== ТЕКСТ ДЛЯ АНАЛИЗА ==
---*---

Подобные чувства и позиция являются примером фигурации, которую нередко можно наблюдать в определенном типе отношений между людьми, добившимися успеха, и аутсайдерами. Человек, находящийся на позиции аутсайдера по отношению к определенной группе людей с высоким и прочным положением, но считающий себя в силу своих личных достижений, а иногда и богатства равным им или даже стоящим выше их по достоинству, часто с ожесточением противостоит унижениям, которым те его подвергают, и может ясно видеть их человеческие слабости, но до тех пор, пока их власть остается непоколебимой, эти люди и их канон поведения и чувствования могут тем не менее обладать для аутсайдера большой притягательностью. Часто его самое большое желание — быть признанным как равный среди равных той конкретной группой истеблишмента, которая так откровенно считает его стоящим ниже себя и соответственно с ним обращается. Тот факт, что желания людей, находящихся в положении аутсайдеров, так своеобразно сосредоточены на признании и принятии их истеблишментом, приводит к тому, что их поведение оказывается направлено исключительно к этой цели как к имеющей центральное значение для наполнения их жизни смыслом. Признание и уважение со стороны кого бы то ни было другого или какой-либо иной успех не имеют с точки зрения их жажды осмысленности такого веса, как признание и уважение того единственного круга, в котором они считаются нижестоящими аутсайдерами, как успех у местного истеблишмента. Именно его в конечном счете Моцарту так и не суждено было испытать.

---*---

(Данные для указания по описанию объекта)

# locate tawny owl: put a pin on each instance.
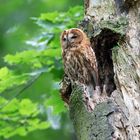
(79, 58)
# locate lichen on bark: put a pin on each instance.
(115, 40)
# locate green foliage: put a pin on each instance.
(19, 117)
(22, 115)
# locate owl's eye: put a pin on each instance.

---*---

Продолжите текст об аутсайдерах и истеблишменте, начав сразу после его последнего предложения. Строки с данными — отдельный материал, не связанный с текстом об аутсайдерах и истеблишменте.

Поскольку успех его музыки в Вене значил для него особенно много, неудача, в итоге постигшая его там, стала для него особенно болезненным ударом. В последние годы жизни он еще встречал значительный отклик у публики в других городах империи, но, похоже, в его ощущении это не могло перевесить постепенно угасавшего отклика в Вене. Понимание его музыки венским обществом, очевидно, было для Моцарта особенно значимым в плане наполнения жизни смыслом, а отсутствие понимания со стороны этих кругов в сочетании с отмиранием многих личных контактов (каковому он, безусловно, сам тоже способствовал) — соответственно, тяжелой потерей смысла. Этот опыт внес решающий вклад в ощущение Моцарта, что жизнь его стала пуста и лишена смысла, в отчаяние, вероятно, охватившее его в конце жизни, жестоко тяготившее его и в конце концов лишившее мужества продолжать усилия и бороться с обрушившейся на него болезнью.
Конечно, Моцарт отказался от своего относительно надежного места при маленьком дворе зальцбургского князя-епископа ради того, чтобы зарабатывать себе на хлеб в Вене, но это обстоятельство еще не означало, что он планировал утвердиться в качестве «свободного художника», пусть даже лишь в том ограниченном смысле, в котором это смогли сделать Бетховен и другие знаменитые музыканты XIX века. Композиторы, если они хотят публиковать свои произведения и зарабатывать на этом какие-то деньги, вообще всегда в большей степени зависят от сотрудничества с другими людьми, нежели представители таких видов искусства, как поэзия или живопись. Если они сами не в состоянии одновременно выполнять функции концертного антрепренера, дирижера, директора оперного театра и т. д., то они, чтобы сделать свои сочинения доступными широкой аудитории, нуждаются в других людях, которые исполняют для них все эти функции. Эту необходимость сотрудничества, со всеми вытекающими из нее напряжениями и конфликтами, также следует иметь в виду, если мы хотим оценить возможности для карьеры и заработка, которые ожидали Моцарта, когда он ушел с постоянной должности придворного слуги.